「target: hiker in blue shirt」を含む行から「[61,6,536,432]」を含む行まで、両端の行も含めてすべてそのまま書き写しなさい。画像は写さずに除くこと。

## 記録の抜粋
----------------

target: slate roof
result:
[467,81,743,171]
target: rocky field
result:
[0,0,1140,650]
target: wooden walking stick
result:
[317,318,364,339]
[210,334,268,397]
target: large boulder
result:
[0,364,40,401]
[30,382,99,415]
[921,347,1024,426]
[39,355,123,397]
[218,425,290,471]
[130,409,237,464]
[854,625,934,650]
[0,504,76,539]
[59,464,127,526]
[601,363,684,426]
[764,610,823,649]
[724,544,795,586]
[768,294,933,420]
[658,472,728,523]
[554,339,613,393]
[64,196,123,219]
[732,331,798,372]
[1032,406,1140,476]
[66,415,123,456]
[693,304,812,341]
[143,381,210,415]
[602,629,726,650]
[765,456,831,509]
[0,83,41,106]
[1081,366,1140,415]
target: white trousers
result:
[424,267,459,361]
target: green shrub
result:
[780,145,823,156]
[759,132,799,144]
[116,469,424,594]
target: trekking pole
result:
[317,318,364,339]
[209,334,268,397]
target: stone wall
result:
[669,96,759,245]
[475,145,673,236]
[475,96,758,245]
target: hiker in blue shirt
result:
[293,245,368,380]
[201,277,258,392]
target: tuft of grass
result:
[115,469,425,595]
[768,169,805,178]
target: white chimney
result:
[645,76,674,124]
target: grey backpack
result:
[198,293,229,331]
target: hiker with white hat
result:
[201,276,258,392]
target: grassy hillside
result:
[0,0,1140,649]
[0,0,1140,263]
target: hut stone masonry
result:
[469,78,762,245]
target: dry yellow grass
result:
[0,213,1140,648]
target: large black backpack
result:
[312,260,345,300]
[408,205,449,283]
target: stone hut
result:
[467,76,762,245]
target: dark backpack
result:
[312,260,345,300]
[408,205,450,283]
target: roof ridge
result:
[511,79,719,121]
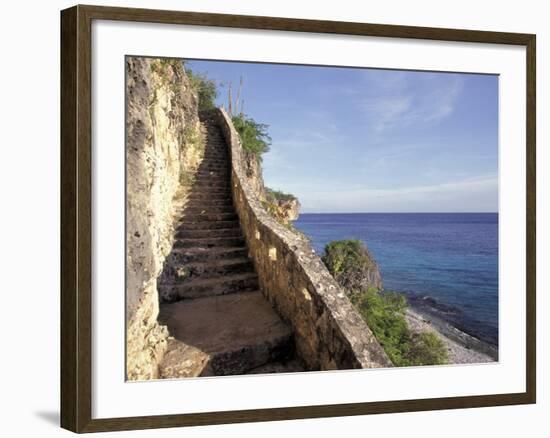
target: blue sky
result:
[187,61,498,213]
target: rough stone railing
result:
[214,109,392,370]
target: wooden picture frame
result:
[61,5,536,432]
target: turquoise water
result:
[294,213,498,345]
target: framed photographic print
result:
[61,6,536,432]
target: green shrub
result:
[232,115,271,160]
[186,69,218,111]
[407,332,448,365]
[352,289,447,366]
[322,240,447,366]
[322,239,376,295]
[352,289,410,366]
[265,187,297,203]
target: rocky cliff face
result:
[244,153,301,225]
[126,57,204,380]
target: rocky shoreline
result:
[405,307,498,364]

----------------

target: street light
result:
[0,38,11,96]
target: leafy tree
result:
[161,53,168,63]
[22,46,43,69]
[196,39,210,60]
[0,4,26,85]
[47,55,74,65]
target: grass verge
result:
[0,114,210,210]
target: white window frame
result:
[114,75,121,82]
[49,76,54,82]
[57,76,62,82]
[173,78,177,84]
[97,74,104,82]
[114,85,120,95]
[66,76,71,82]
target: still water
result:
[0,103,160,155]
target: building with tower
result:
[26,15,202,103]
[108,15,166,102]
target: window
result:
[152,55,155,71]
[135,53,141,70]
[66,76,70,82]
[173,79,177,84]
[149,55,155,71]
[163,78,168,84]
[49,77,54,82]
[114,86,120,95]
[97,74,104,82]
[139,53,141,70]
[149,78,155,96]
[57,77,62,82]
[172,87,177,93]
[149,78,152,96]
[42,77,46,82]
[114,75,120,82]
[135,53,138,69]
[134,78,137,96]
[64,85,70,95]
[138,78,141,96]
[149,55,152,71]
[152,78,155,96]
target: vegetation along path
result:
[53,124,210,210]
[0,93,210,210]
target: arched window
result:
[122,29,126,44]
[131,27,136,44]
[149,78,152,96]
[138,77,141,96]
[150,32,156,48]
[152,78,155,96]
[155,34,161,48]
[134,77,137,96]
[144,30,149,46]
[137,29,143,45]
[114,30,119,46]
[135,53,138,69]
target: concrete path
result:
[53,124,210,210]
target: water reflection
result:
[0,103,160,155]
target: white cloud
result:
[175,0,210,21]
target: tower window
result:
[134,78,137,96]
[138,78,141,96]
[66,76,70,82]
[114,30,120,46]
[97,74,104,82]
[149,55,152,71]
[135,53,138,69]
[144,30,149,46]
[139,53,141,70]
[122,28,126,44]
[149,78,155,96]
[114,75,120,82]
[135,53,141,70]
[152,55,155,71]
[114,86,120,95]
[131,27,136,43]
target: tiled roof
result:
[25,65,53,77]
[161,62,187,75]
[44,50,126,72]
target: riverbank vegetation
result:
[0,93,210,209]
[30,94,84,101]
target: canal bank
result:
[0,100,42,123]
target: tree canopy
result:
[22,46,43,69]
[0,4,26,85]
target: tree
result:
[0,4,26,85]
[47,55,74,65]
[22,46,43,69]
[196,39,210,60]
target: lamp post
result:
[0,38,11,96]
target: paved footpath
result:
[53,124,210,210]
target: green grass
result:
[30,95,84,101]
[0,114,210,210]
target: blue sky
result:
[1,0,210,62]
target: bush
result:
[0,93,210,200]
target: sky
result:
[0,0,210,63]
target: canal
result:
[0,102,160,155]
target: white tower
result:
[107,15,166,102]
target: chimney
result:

----------------

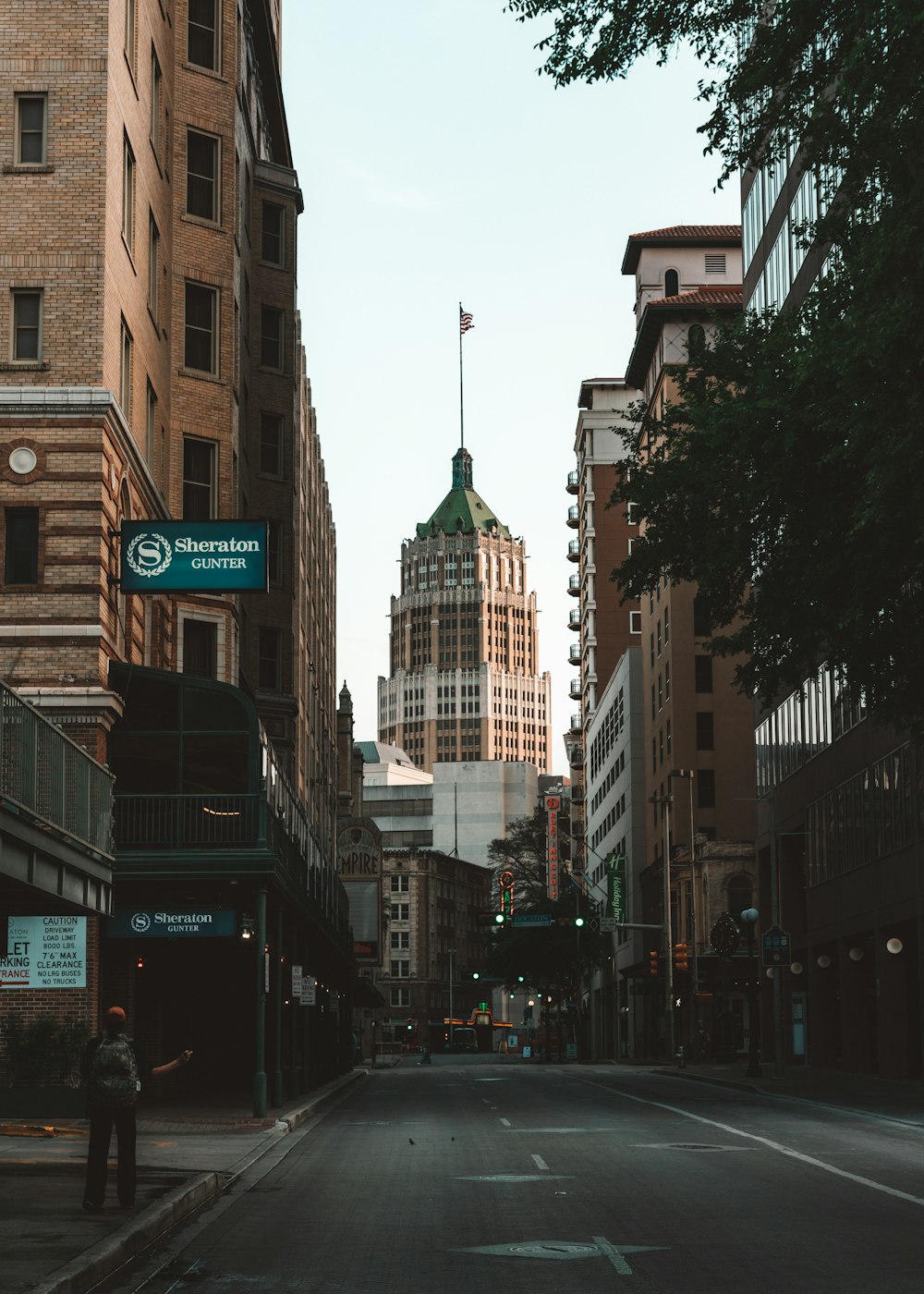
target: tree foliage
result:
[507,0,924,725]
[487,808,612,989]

----------------

## 解答例
target: hiker in blue shirt
result:
[293,245,368,380]
[201,277,258,392]
target: tuft of grass
result:
[115,469,425,595]
[768,169,805,178]
target: white chimney
result:
[645,76,674,124]
target: grey backpack
result:
[198,293,229,331]
target: hiker with white hat
result:
[201,276,258,392]
target: grassy hillside
result:
[0,0,1140,649]
[0,0,1140,263]
target: hut stone masonry
result:
[469,78,762,245]
target: dry yellow grass
result:
[0,213,1140,648]
target: large black backpack
result:
[312,260,345,300]
[408,205,449,283]
target: stone hut
result:
[467,76,762,245]
target: dark backpack
result:
[312,260,345,300]
[408,205,450,283]
target: roof ridge
result:
[511,79,719,121]
target: blue sky
result:
[187,61,498,213]
target: rough stone railing
result:
[214,109,392,370]
target: wooden picture frame
result:
[61,5,536,432]
target: turquoise water
result:
[294,213,498,345]
target: framed photographic print
result:
[61,6,536,432]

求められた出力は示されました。